The Thrall & Detriment of Distraction: How the Focus of Meditation Can Help Us Show Up

Written by: Halli Bourne

But my brain, I realized, wasn’t just drifting. It was hungry. It was demanding to be fed the way the Net fed it—and the more it was fed, the hungrier it became… I wanted to be connected.

—Nicholas Carr, The Shallows: What the Internet Is Doing to Our Brains

A reason to move through life quickly is to avoid the incessant white noise buzzing in our minds… the pressure, the pace, the onslaught of doing, doing and more doing; the irrepressible self-judgment and judgment of others; unpleasant feelings of anger, grief, uncertainty, doubt, fear, confusion, guilt and more; obsession over past mistakes and fear of future ones; swirling worst-case scenarios; and the inability to accept change and mortality. And when the fearsome space of unfilled silence creeps up and the dearth of activity disagreeably ensues, we reach for distraction to substitute for the peace we don’t know how to access, and perhaps assumed was futile. And the more we distract ourselves, the more insistent the internal din becomes, and the more elaborate our mechanisms for denial.  And the more we deny, the more identified we become with who we are not, ever more distanced from our authentic being and sincere, unfettered connection with others.

Cars, computers and the Internet were sold to us as solutions for us to get places faster, to accomplish tasks more quickly, to have all knowledge at our fingertips and liberate us from menial tasks so we might do what matters to us.  Instead, we have become slaves to maintaining our machines and the barrage of information and interaction from emails and texts, social media, and Google searches. Who has the time to feel?  What point is there to feeling if feeling feels so bad and boring?  What benefits could there possibly be in slowing down, getting quiet and asking questions of our mental din?

→ **Given information**:
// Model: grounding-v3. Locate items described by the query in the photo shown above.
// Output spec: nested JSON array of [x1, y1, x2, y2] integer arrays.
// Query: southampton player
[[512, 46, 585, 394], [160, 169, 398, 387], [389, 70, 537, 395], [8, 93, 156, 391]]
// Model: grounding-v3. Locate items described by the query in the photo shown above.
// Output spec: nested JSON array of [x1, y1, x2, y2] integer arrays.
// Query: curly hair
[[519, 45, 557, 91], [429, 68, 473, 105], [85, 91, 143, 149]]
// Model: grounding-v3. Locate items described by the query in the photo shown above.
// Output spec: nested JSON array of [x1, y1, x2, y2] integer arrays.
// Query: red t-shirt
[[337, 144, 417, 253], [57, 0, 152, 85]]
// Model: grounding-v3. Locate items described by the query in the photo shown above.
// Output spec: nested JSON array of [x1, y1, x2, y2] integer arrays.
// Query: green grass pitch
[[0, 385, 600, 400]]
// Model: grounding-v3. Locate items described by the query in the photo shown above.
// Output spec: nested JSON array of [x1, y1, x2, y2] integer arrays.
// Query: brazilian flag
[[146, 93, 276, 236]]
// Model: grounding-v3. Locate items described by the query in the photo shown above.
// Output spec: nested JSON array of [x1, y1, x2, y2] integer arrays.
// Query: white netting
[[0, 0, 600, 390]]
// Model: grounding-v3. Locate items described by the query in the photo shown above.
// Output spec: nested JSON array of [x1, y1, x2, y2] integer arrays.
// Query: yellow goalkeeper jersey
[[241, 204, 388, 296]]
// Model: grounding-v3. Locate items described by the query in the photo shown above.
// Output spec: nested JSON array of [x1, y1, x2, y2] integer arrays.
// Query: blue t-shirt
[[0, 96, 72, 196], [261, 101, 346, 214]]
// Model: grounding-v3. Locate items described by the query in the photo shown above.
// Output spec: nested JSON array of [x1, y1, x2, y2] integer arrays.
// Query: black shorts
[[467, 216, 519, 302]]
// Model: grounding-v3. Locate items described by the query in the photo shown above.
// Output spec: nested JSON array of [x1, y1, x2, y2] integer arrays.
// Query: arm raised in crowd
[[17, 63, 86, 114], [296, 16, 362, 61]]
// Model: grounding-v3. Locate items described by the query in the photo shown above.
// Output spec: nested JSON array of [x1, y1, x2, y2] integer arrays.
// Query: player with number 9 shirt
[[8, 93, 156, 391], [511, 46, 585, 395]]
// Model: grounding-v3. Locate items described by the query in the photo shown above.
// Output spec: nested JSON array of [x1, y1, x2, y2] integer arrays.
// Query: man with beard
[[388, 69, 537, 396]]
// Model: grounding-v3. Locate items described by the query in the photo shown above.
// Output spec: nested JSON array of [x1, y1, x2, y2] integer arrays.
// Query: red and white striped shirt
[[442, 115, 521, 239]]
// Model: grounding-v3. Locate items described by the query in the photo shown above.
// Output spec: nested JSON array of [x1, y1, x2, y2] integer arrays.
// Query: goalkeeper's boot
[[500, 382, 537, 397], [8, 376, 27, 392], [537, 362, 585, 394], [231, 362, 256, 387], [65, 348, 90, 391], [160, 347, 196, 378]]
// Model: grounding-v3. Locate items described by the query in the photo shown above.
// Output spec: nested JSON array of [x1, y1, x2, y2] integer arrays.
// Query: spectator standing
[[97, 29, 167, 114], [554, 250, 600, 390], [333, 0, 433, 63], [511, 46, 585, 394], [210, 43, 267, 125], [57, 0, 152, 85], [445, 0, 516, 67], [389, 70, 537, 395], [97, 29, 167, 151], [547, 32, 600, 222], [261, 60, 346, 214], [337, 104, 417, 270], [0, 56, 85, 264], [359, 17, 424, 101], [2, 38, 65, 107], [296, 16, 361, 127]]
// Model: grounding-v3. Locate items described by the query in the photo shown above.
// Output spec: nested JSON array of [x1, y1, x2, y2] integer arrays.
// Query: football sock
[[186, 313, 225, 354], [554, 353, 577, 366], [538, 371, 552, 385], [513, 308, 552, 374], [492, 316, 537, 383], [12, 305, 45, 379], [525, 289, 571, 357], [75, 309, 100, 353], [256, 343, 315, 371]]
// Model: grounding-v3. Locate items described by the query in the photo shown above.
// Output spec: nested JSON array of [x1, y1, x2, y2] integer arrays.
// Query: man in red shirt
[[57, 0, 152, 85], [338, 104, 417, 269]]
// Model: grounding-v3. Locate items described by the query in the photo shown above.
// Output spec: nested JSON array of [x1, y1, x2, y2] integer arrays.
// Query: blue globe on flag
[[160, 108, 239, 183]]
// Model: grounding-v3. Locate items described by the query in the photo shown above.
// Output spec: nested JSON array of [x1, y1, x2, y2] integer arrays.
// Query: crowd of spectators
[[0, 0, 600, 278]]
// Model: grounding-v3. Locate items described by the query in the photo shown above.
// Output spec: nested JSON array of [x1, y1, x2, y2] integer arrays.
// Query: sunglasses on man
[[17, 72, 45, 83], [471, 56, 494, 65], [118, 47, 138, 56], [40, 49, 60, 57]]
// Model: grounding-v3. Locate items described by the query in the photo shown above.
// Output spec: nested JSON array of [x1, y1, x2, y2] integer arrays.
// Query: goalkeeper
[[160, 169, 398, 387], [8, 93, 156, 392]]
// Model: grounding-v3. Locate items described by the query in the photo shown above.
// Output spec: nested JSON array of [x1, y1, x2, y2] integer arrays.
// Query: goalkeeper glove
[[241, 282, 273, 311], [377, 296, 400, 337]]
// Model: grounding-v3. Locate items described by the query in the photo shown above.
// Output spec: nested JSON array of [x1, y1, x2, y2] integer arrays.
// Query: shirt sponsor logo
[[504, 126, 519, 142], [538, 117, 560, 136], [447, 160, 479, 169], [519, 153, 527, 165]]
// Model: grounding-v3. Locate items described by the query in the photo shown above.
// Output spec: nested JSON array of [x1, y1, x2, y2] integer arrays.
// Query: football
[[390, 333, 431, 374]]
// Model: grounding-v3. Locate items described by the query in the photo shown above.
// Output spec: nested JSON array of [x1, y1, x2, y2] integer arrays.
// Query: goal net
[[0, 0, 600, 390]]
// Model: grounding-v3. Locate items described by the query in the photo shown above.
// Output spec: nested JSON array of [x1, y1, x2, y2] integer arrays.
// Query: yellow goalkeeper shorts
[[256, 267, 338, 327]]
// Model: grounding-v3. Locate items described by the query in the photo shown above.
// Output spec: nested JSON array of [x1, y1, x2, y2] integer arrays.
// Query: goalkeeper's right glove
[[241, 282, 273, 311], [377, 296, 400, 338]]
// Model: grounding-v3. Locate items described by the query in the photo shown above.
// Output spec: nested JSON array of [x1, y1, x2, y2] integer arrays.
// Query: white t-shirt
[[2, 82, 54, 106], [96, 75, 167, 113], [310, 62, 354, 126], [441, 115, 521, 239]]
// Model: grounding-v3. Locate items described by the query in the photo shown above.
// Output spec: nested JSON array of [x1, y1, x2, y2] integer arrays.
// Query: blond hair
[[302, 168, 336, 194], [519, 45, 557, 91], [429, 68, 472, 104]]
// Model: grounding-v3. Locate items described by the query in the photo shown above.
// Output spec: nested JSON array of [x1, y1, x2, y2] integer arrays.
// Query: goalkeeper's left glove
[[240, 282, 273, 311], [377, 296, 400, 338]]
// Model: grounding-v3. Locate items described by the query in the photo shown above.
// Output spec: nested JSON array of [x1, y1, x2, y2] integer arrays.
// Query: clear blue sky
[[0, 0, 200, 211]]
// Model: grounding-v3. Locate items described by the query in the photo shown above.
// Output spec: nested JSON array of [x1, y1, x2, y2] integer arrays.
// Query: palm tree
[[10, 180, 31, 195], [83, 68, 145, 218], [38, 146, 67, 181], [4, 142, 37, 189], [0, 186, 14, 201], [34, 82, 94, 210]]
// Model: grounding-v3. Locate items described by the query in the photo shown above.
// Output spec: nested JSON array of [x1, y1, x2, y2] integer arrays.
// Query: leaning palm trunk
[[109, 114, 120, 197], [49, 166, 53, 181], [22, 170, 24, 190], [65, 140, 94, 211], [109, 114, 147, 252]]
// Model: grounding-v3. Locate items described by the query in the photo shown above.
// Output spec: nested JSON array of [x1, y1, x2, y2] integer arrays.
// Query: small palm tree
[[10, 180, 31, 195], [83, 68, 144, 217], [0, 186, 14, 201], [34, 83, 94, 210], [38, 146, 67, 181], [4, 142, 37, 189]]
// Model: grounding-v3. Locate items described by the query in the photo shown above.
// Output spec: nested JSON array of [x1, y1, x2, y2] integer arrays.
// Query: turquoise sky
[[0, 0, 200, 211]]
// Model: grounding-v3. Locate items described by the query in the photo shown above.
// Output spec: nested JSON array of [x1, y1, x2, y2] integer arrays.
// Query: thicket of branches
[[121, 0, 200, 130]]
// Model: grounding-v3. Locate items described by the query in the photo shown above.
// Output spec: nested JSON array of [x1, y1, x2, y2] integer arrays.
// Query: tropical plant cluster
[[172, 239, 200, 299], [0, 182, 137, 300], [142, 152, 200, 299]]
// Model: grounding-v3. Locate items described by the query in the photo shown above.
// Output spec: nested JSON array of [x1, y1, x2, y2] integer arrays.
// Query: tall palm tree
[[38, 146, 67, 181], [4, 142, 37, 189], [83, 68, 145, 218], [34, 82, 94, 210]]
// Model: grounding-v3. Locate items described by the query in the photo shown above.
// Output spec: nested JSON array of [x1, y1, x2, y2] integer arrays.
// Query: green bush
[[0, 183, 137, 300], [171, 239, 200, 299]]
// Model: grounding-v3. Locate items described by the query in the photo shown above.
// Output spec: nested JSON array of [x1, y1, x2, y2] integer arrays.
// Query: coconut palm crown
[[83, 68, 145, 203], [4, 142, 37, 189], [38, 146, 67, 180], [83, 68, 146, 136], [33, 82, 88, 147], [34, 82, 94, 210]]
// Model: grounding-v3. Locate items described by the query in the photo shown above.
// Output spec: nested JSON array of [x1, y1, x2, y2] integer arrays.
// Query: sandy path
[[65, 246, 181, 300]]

→ **Challenge 1**: In the essay on distraction, give the passage between "Written by: Halli" and "wanted to be connected.", inclusive, again, swapping "brain" for "mind".
→ **Challenge 2**: Condense the paragraph of the essay on distraction that begins "Cars, computers and the Internet" into a shorter version that keeps its main facts.
→ **Challenge 3**: In the essay on distraction, which book is the opening quotation taken from?

→ **Result 1**:
Written by: Halli Bourne

But my mind, I realized, wasn’t just drifting. It was hungry. It was demanding to be fed the way the Net fed it—and the more it was fed, the hungrier it became… I wanted to be connected.

→ **Result 2**: Cars, computers and the Internet were promised as ways to travel and work faster, put all knowledge at our fingertips, and free us from menial tasks for what matters. Instead, we have become slaves to maintaining our machines and to the flood of emails, texts, social media and Google searches. This leaves no time to feel, and it makes feeling, slowing down or quietly questioning our mental din seem pointless.

→ **Result 3**: The Shallows: What the Internet Is Doing to Our Brains, by Nicholas Carr.